■ **Exercise**
Edit the forum thread about living in Portugal: reproduce everything from "## Strontium" down to "and talk gibberish." with "Peniche" changed to "Ericeira".

■ **Selected passage**
○ ○ ○ ○ ○ ○ ○

Hi, That was not meant as criticism as you do not understand Portugal, you are looking through North American eyes, Do not pretend you know better then the Portuguese in Portugal. It is not " very hard for them" as that assumes Portuguese values are the same as North American values, Here living is person to person NOT person to money. The Portuguese do not want nor need your pity, they have a support structure that does not exist in North America as they have widespread personal trust. I lost my door key because i had never locked my door, I left my car 0.5 miles from Lisbon airport for 2 months parked on a public road and it was unmolested. If you join them they will accept you in ways you cannot imagine but if you live in a walled compound and get your gardener to polish your car which cost than their house is worth then maybe they will not. Come over here with an open mind and a few belongings and as many months as possible, go see as much as possible and end with a Bull Fight - then if you judge and criticise the Portuguese bullfight you MUST accept that all Portuguese, in return, judge North Americans as narrow minded hypocrites. You may judge it "hard" here, without being here, but 6 year olds walk home from school and when your car breaks down several others will stop to assist not rob you,


----------



## randikev

Strontium said:


> Hi, That was not meant as criticism as you do not understand Portugal, you are looking through North American eyes, Do not pretend you know better then the Portuguese in Portugal. It is not " very hard for them" as that assumes Portuguese values are the same as North American values, Here living is person to person NOT person to money. The Portuguese do not want nor need your pity, they have a support structure that does not exist in North America as they have widespread personal trust. I lost my door key because i had never locked my door, I left my car 0.5 miles from Lisbon airport for 2 months parked on a public road and it was unmolested. If you join them they will accept you in ways you cannot imagine but if you live in a walled compound and get your gardener to polish your car which cost than their house is worth then maybe they will not. Come over here with an open mind and a few belongings and as many months as possible, go see as much as possible and end with a Bull Fight - then if you judge and criticise the Portuguese bullfight you MUST accept that all Portuguese, in return, judge North Americans as narrow minded hypocrites. You may judge it "hard" here, without being here, but 6 year olds walk home from school and when your car breaks down several others will stop to assist not rob you,


This is why we are moving to Portugal in June, cant wait


----------



## Strontium

randikev said:


> This is why we are moving to Portugal in June, cant wait


Good call (post hyjack) but here June has been delayed till August. Your Lawyer has gone surfing Peniche so Maria who works 2nd checkout in Pingo Doce has your legal paperwork. OH! you arrive on a saints day so there's no cheese or olive oil available and, never forget, the decree Law 15/93 of January 22 1993 so relax and talk gibberish.

○ ○ ○ ○ ○ ○ ○

■ **Dataset rows**
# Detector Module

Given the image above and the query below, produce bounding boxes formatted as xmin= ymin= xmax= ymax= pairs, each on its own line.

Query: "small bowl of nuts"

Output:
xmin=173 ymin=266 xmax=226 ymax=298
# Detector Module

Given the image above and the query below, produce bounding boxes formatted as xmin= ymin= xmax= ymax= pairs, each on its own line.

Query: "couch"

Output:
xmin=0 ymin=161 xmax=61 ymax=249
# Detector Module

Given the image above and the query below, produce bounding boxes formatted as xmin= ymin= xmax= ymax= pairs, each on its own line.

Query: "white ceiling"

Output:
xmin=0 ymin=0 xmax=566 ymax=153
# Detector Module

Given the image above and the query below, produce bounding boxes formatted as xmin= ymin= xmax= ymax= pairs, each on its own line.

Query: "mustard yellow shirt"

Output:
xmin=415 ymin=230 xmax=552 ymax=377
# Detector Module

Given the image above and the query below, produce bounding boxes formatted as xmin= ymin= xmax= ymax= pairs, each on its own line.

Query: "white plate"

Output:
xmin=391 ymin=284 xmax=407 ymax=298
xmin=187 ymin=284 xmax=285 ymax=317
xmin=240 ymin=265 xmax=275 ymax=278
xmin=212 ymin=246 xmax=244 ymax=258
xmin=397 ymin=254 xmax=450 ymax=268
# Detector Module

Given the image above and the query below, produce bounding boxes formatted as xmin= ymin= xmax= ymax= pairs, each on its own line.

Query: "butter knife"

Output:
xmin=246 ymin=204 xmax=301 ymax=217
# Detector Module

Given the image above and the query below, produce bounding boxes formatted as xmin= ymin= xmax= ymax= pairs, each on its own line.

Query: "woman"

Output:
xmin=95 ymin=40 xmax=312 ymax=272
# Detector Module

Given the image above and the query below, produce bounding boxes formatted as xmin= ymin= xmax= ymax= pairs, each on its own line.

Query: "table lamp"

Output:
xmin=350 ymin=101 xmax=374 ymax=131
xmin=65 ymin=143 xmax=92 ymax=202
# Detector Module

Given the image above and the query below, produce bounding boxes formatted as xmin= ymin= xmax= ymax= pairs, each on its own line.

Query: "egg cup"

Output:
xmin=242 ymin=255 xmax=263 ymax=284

○ ○ ○ ○ ○ ○ ○

■ **In response**
## Strontium

randikev said:


> This is why we are moving to Portugal in June, cant wait


Good call (post hyjack) but here June has been delayed till August. Your Lawyer has gone surfing Ericeira so Maria who works 2nd checkout in Pingo Doce has your legal paperwork. OH! you arrive on a saints day so there's no cheese or olive oil available and, never forget, the decree Law 15/93 of January 22 1993 so relax and talk gibberish.